» Exercise prompt
Each line should be copied exactly.

+++

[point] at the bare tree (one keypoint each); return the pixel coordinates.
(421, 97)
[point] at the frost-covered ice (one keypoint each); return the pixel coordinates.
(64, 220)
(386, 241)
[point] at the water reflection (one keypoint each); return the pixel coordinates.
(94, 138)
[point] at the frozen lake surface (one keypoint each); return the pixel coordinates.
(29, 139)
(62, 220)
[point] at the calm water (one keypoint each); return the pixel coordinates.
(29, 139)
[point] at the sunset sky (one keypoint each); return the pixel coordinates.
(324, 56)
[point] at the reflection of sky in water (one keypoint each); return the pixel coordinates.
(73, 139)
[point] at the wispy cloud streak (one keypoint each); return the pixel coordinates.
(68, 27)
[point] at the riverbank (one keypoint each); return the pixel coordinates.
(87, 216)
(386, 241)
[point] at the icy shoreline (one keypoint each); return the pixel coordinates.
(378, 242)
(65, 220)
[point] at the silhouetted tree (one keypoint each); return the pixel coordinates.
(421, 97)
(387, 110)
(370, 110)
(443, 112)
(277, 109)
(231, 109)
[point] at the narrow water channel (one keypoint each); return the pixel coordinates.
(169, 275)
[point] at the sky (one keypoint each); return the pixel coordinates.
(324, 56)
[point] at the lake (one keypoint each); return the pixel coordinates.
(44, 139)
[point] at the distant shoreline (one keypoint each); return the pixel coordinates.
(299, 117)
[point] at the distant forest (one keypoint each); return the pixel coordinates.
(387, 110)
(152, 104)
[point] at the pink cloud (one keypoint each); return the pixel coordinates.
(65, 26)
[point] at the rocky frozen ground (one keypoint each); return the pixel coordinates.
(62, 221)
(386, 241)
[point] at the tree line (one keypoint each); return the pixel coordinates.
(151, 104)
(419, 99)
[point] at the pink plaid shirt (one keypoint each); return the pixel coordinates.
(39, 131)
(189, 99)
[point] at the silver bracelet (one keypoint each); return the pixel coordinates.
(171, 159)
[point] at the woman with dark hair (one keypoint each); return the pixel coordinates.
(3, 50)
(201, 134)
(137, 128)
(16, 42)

+++

» Output of the task
[point] at the bare tree (one keypoint each); return the pixel coordinates.
(421, 97)
[point] at the frost-covered ice (one keypoint each); return the pixel coordinates.
(64, 220)
(386, 241)
[point] at the water reflection (one keypoint each); return the pixel coordinates.
(94, 138)
[point] at the frozen lake surface (one keypoint each); return the pixel coordinates.
(29, 139)
(62, 220)
[point] at the calm water (one keypoint each); return the pixel coordinates.
(29, 139)
[point] at the sunset sky (one keypoint each); return the pixel coordinates.
(324, 56)
[point] at the reflection of sky in water (one keypoint each); return the pixel coordinates.
(73, 139)
[point] at the wispy cloud streak (one keypoint each); return the pixel coordinates.
(68, 27)
[point] at the riverbank (one keypoint each); return the pixel coordinates.
(87, 216)
(386, 241)
[point] at the icy shoreline (one keypoint each); return the pixel coordinates.
(378, 242)
(65, 220)
[point] at the silhouetted tree (one keypoint each); return the pixel coordinates.
(421, 97)
(387, 110)
(370, 110)
(443, 112)
(277, 109)
(231, 109)
[point] at the narrow water channel (one keypoint each); return the pixel coordinates.
(169, 275)
[point] at the sky (one keypoint each); return the pixel coordinates.
(324, 56)
[point] at the lake (one keypoint each); return the pixel coordinates.
(44, 139)
[point] at the distant shoreline (one keypoint each); return the pixel coordinates.
(299, 117)
[point] at the distant forest (one keypoint each); return the pixel coordinates.
(387, 110)
(152, 104)
[point] at the pink cloud (one keypoint each); return the pixel coordinates.
(65, 26)
[point] at the rocky frozen ground (one keypoint each); return the pixel coordinates.
(62, 221)
(386, 241)
[point] at the tree line (one keypoint each); return the pixel coordinates.
(151, 104)
(419, 99)
[point] at the pink plaid shirt (one keypoint each); return the pixel coordinates.
(39, 131)
(189, 99)
[point] at the silver bracelet (one keypoint each); return the pixel coordinates.
(171, 159)
[point] at the woman with dark hair (one keypoint each); return the pixel coordinates.
(3, 50)
(201, 134)
(137, 128)
(16, 42)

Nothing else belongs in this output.